Start Information supplied

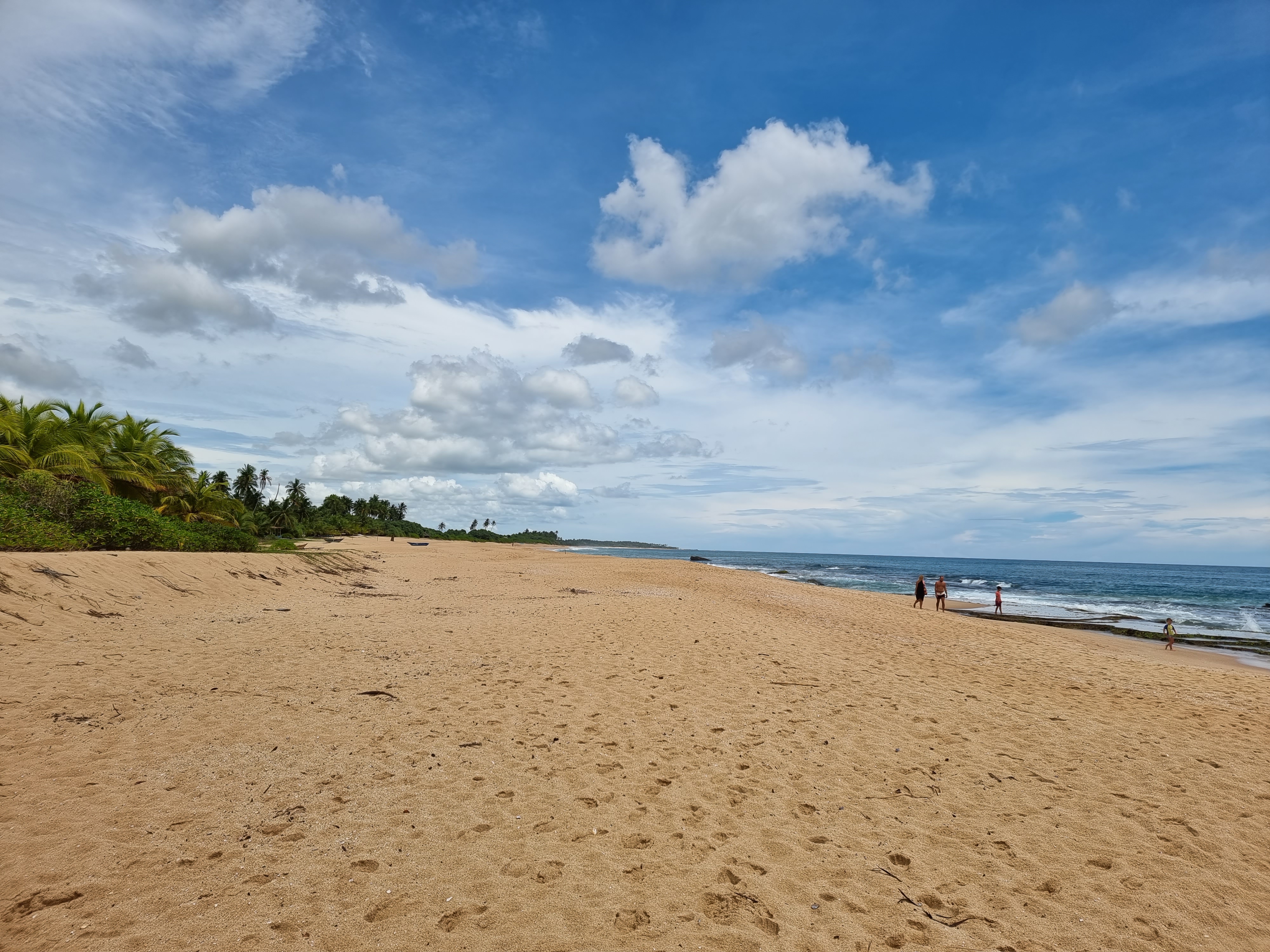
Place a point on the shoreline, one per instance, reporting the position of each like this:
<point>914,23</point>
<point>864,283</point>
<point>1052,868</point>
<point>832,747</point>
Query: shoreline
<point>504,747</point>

End Information supplied

Please print the data above word for word, omitting the picture.

Place a point on the shoreline, one per instance, reporting the position of each like this:
<point>914,23</point>
<point>864,283</point>
<point>1052,868</point>
<point>832,747</point>
Query: shoreline
<point>504,747</point>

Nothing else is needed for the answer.